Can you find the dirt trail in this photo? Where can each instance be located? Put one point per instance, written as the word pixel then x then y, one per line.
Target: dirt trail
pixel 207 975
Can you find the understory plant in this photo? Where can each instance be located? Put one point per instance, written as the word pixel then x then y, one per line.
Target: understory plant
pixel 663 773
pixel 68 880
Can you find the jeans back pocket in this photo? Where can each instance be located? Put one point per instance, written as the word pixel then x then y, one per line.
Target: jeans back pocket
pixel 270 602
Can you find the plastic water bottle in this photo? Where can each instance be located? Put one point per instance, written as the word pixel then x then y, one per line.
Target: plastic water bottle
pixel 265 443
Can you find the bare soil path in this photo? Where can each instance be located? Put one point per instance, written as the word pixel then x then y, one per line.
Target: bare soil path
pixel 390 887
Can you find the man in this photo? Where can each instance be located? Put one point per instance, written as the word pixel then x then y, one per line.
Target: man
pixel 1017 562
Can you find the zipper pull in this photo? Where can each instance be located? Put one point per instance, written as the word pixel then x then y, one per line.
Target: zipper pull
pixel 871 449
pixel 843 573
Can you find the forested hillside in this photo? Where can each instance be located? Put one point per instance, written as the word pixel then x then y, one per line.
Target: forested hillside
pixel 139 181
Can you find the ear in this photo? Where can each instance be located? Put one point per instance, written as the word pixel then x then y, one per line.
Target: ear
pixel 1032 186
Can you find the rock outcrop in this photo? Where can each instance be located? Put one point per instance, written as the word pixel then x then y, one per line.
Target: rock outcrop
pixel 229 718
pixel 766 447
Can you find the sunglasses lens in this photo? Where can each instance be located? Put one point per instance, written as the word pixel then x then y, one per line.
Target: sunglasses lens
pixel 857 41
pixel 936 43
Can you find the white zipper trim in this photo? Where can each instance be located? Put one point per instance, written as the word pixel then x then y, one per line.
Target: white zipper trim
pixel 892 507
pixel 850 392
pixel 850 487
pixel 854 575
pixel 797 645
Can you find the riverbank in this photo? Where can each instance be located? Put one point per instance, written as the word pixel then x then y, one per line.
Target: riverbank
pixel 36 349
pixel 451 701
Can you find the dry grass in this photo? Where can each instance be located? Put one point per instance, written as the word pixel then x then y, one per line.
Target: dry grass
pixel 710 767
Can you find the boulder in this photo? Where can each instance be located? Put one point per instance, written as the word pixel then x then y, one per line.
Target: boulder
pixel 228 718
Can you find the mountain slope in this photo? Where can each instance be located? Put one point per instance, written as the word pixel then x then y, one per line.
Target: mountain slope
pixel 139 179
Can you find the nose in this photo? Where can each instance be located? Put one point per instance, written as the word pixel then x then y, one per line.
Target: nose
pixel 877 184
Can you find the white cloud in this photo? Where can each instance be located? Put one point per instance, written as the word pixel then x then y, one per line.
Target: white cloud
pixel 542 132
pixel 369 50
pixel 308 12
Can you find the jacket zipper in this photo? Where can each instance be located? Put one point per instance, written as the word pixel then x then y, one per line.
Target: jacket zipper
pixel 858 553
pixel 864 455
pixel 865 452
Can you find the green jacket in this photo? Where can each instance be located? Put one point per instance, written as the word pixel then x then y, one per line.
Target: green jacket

========

*Problem*
Reproduce, word for word, the lines of the material above, starting at the line with "Can you find the white zipper" and continuing up to and including the line with "pixel 877 184".

*Task response*
Can you find the white zipper trim in this photo? Where can each instance be located? Put one point per instance, written as the word pixel then x then y, one per line.
Target: white zipper trim
pixel 892 507
pixel 850 392
pixel 850 487
pixel 854 575
pixel 797 645
Can you find the riverbank in this photo? Where can each instance be located? Put one point per instance, written as the word pixel then x then y, one per line.
Target: riverbank
pixel 36 349
pixel 451 701
Can you find the dry grass in this photo? Where can each instance be located? Put one point per instance, written as the word pixel then x then y, one per line.
Target: dry grass
pixel 710 767
Can you find the boulder in this photo? Where can each instance be located? Put one point per instance, written as the word pixel then x then y, one per line.
Target: boulder
pixel 228 718
Can you find the mountain slope in this photo? Where can each instance be located? Put one point per instance, written as the word pixel then x then y, one per line.
Target: mountain slope
pixel 139 179
Can you find the nose in this photo? Where can each instance be located? Put one point per instance, written as the word pixel then x then y, one per line.
Target: nose
pixel 877 184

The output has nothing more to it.